**SUPPLIED PASSAGE:**
Poultry Breeds

Overview of Genetic Selection and Welfare in Hens

Breeding of tomorrow’s chickens to improve well-being
Breeding of tomorrow’s chickens to improve well-being (2010)

Dr. Heng Wei Cheng, Research Biologist of the USDA's Livestock Behavior Research Unit and author of the study "Breeding of Tomorrow's Chickens to Improve Well-Being" gives an overview of genetic selection and welfare considerations for chickens, especially those raised for egg production. It is quoted below; original full text is here.

Genetic Selection and Welfare in Laying Hens (2011)

Background:

Cannibalism and aggression are among the major stressors in poultry that cause suffering and death of chickens. Beak trimming, removal of 1/3 to ½ of the beak, is a routine hus bandry procedure practiced in the poultry industry, including laying hens, broiler breeders, turkey and ducks, to prevent those undesirable behaviors. However, beak trimming is a painful procedure. There is a considerable body of morphological, neurophysiological, behavioral and production research demonstrating the emergence of several markers of acute and chronic pain (e.g., persistent lethargy and guarding behaviors, reduced feed intake, and development of neuromas) as a result of beak trimming. The most desirable approach to control cannibalism and to eliminate beak trimming is through genetic selection, i.e., selecting chickens with less aggressive behavior and non-cannibalism.

**YOUR TASK:**
Repeat the part of the poultry welfare text starting at "Poultry Breeds" and ending at "improve well-being (2010)".

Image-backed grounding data
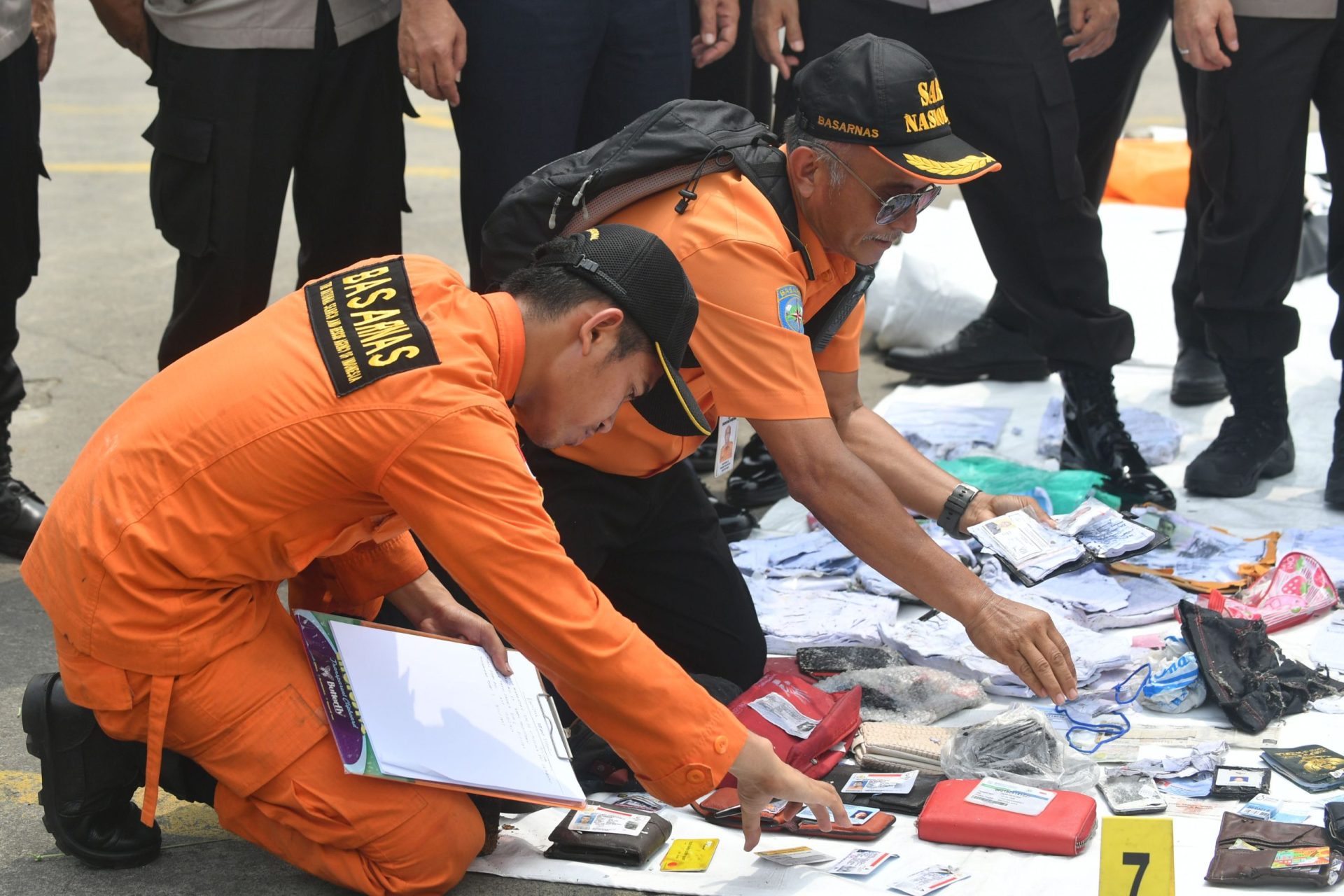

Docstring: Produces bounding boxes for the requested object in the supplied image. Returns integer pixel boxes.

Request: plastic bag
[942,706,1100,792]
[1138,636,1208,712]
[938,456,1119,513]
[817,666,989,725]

**YOUR RESPONSE:**
Poultry Breeds

Overview of Genetic Selection and Welfare in Hens

Breeding of tomorrow’s chickens to improve well-being
Breeding of tomorrow’s chickens to improve well-being (2010)